Source passage:
********

Maybe come to a compromise as well. Maybe you could throw in a morning or two if he were willing to take care of you at night once or twice week?


----------



## SweetiepieMI (Jan 22, 2010)

My hubs usually doesnt mind being woken up to some good down below action. BUt the problem with that i dont want to be the one initiating it all the time.... and I know that he does too in the mornings, but I just dont like the idea of morning breath dry mouth sex.... Compromising would be a good idea though, I give in to the mornings maybe 2 times a month if he hooks it up at night....


----------



## mike1 (Jun 15, 2009)

SweetiepieMI said:


> My hubs usually doesnt mind being woken up to some good down below action. BUt the problem with that i dont want to be the one initiating it all the time.... and I know that he does too in the mornings, but I just dont like the idea of morning breath dry mouth sex.... Compromising would be a good idea though, I give in to the mornings maybe 2 times a month if he hooks it up at night....


I think that's the right idea, I can't think of a guy that wouldn't be up for that exchange! And you can always keep a travel sized toothpaste or mouthwash next to the bed if it's the morning breath that bothers you.


----------



## keefer (Jan 27, 2010)

********

Stored items:
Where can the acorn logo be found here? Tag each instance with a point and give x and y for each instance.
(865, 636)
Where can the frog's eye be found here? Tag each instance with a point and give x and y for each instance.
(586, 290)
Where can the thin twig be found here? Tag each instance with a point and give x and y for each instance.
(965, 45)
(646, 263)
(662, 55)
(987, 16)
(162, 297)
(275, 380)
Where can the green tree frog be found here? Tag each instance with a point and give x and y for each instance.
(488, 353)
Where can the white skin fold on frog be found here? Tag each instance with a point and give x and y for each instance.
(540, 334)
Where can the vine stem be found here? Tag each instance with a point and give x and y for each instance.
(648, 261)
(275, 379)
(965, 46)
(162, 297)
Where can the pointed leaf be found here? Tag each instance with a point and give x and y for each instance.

********

What the task asks:
Reproduce word for word the part of the forum thread that begins at the words "I think that's" and stops after the words "(Jan 27, 2010)". The rows are not required for any of this work.

Worked answer:
I think that's the right idea, I can't think of a guy that wouldn't be up for that exchange! And you can always keep a travel sized toothpaste or mouthwash next to the bed if it's the morning breath that bothers you.


----------



## keefer (Jan 27, 2010)